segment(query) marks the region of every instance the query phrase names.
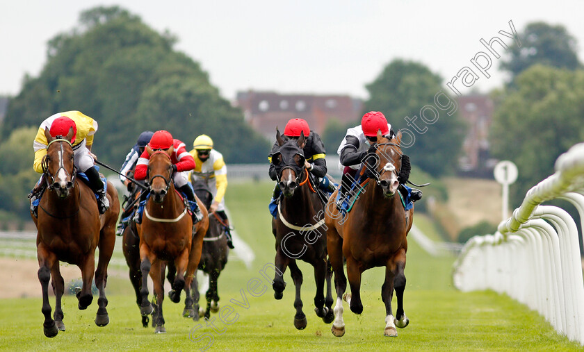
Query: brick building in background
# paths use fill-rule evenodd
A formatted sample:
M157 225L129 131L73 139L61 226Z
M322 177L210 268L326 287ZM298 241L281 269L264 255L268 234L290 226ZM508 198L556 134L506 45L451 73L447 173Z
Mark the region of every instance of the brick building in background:
M245 121L268 140L273 140L276 126L281 133L290 119L304 119L311 131L322 134L327 123L335 119L343 124L357 122L362 101L348 95L284 94L275 92L238 92L236 106Z
M493 101L488 95L458 97L458 111L467 124L459 160L460 171L469 176L492 177L494 160L490 156L489 131L493 119Z

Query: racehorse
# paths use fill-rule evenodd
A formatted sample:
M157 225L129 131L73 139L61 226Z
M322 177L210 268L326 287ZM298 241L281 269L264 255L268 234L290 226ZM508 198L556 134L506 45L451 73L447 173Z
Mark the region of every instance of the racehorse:
M276 257L273 287L274 297L282 299L286 287L284 273L286 267L296 288L294 308L294 326L302 330L307 321L302 312L300 299L300 286L302 273L296 265L300 259L311 265L314 268L316 283L316 294L314 296L314 309L316 315L329 324L334 318L332 306L330 270L327 260L326 238L325 234L323 204L315 191L316 185L311 183L308 171L305 167L305 158L300 146L305 142L304 133L298 141L293 139L285 141L276 132L279 149L272 156L272 163L276 168L278 185L284 197L278 205L278 216L272 220L272 232L276 237ZM325 300L324 285L327 281L327 296ZM324 305L326 305L325 307Z
M148 301L147 283L149 274L154 283L156 305L153 324L156 324L155 333L161 333L166 332L162 311L165 262L172 262L177 271L168 296L173 302L178 303L181 292L184 289L186 294L185 309L192 309L190 283L201 259L203 237L209 227L209 219L206 210L197 199L203 218L193 228L188 204L175 189L170 160L173 148L154 151L147 146L146 150L150 156L147 176L150 197L144 208L142 224L136 226L140 237L140 271L142 274L140 310L143 316L154 311Z
M96 247L99 248L95 271L95 285L99 290L99 298L95 324L105 326L109 323L105 287L108 264L115 242L120 202L115 187L108 182L107 196L111 206L103 215L99 215L95 194L76 177L73 148L69 142L73 134L72 128L65 137L54 137L48 129L44 130L48 146L42 170L47 189L40 201L38 218L31 214L38 231L38 279L42 289L43 331L47 337L56 336L59 330L65 331L61 308L65 283L59 271L59 261L74 264L81 269L83 287L77 293L78 306L79 309L86 309L93 300L91 283ZM55 294L54 320L51 318L48 293L51 276Z
M407 251L406 236L412 228L414 209L404 210L397 190L403 155L400 140L400 133L391 140L382 137L380 131L378 133L375 156L368 156L365 162L373 179L363 186L351 212L343 216L336 209L336 192L327 203L327 247L336 289L335 319L331 330L337 337L345 334L341 296L346 289L347 278L343 269L343 257L347 261L351 292L343 298L351 311L355 314L363 311L359 293L363 271L385 267L385 282L381 288L386 312L384 335L396 337L396 326L405 328L409 322L403 311L403 270ZM395 317L391 310L394 287L398 301Z
M213 194L209 187L202 180L197 181L193 183L193 188L195 194L203 202L209 209L213 201ZM216 313L219 311L219 294L217 288L217 281L219 275L225 269L227 263L229 255L229 247L227 247L227 239L225 234L224 226L222 221L216 214L213 213L209 217L209 229L203 239L203 251L201 255L201 261L199 262L199 269L209 275L209 289L205 294L206 298L206 309L203 312L202 310L199 311L199 288L197 277L193 280L192 294L195 301L194 311L193 314L193 320L199 320L200 314L204 314L204 317L209 319L211 312Z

**SET TASK**
Rewrite every line of the items above as a JSON list of strings, one string per line, with blank lines skipped and the pictures left out.

**RESPONSE TO THE EXERCISE**
[
  "segment(query) marks the region of every instance the query phrase names.",
  "Query: brick building in background",
  "# paths use fill-rule evenodd",
  "A formatted sample:",
  "M157 225L129 131L73 139L61 226Z",
  "M322 177L210 268L326 287ZM298 241L281 269L264 255L268 234L290 226ZM508 198L556 134L506 45L451 73L447 173Z",
  "Mark the region of every instance of the brick building in background:",
  "M245 121L268 140L273 140L276 126L281 133L290 119L304 119L311 131L322 134L327 123L335 119L343 124L357 122L362 101L348 95L284 94L275 92L238 92L236 106Z",
  "M493 101L488 95L458 97L458 111L467 124L459 160L460 171L469 176L492 177L494 160L490 156L489 131L493 119Z",
  "Query: racehorse",
  "# paths use fill-rule evenodd",
  "A formatted sample:",
  "M157 225L129 131L73 139L61 226Z",
  "M322 177L210 268L326 287ZM298 241L281 269L264 255L268 234L290 226ZM508 198L556 134L506 45L451 73L447 173Z",
  "Mark the region of every instance of the racehorse:",
  "M276 257L273 287L274 297L282 299L286 287L284 273L286 267L296 288L294 308L294 326L302 330L307 321L302 312L300 299L300 286L302 273L296 265L300 259L311 265L314 268L316 283L316 294L314 296L314 309L316 315L329 324L334 318L332 306L330 270L327 260L326 238L325 234L323 204L315 191L316 185L311 183L308 171L305 167L305 158L300 146L305 142L304 133L298 141L293 139L285 141L276 132L279 149L272 156L272 163L276 168L278 185L284 197L278 205L278 216L272 220L272 232L276 237ZM325 300L324 285L327 281L327 296ZM324 305L326 305L325 307Z",
  "M148 301L147 283L149 274L154 283L156 305L153 324L156 324L155 333L161 333L166 332L162 311L165 262L172 262L177 271L168 296L173 302L178 303L181 292L184 289L186 294L185 309L192 309L190 283L201 259L203 237L209 227L209 219L206 210L197 199L203 218L193 228L188 204L175 189L170 160L173 148L154 151L147 146L146 150L150 156L147 176L150 197L144 208L142 224L136 226L140 237L140 271L142 274L140 310L143 316L154 311Z",
  "M96 247L99 248L95 271L95 285L99 290L99 298L95 324L105 326L109 323L105 287L108 264L115 242L120 202L115 187L108 182L107 196L111 206L103 215L99 215L95 194L76 177L73 148L69 142L73 134L72 128L65 137L54 137L48 129L44 130L48 146L42 170L47 189L40 201L38 218L31 214L38 231L38 279L42 289L43 331L47 337L56 336L59 330L65 331L61 308L65 283L59 271L59 261L74 264L81 269L83 287L77 293L78 306L79 309L86 309L93 300L91 283ZM55 294L54 320L51 318L48 293L51 276Z",
  "M407 251L406 236L412 228L414 209L404 210L397 190L403 155L400 140L400 133L391 140L382 137L380 131L378 133L375 156L368 156L365 162L373 179L363 186L351 212L343 216L336 209L336 192L327 203L327 247L336 289L335 319L331 330L337 337L345 334L341 296L346 289L347 278L343 269L343 257L347 261L351 292L343 298L351 311L355 314L363 311L359 293L363 271L385 267L385 282L381 288L386 312L384 335L396 337L396 326L405 328L409 322L403 311L403 270ZM395 317L391 310L394 287L398 301Z",
  "M213 194L209 187L202 180L197 181L193 183L193 188L195 194L203 202L209 209L213 201ZM216 313L219 311L219 294L217 288L217 281L219 275L225 269L227 263L229 255L229 247L227 247L227 239L225 234L224 226L222 221L216 214L213 213L209 217L209 229L203 239L203 251L201 255L201 261L199 262L199 269L209 275L209 289L205 294L206 298L206 309L203 312L202 310L199 311L199 288L197 277L193 280L192 294L195 301L194 311L193 314L193 320L199 320L200 314L204 314L204 317L209 319L211 312Z"
]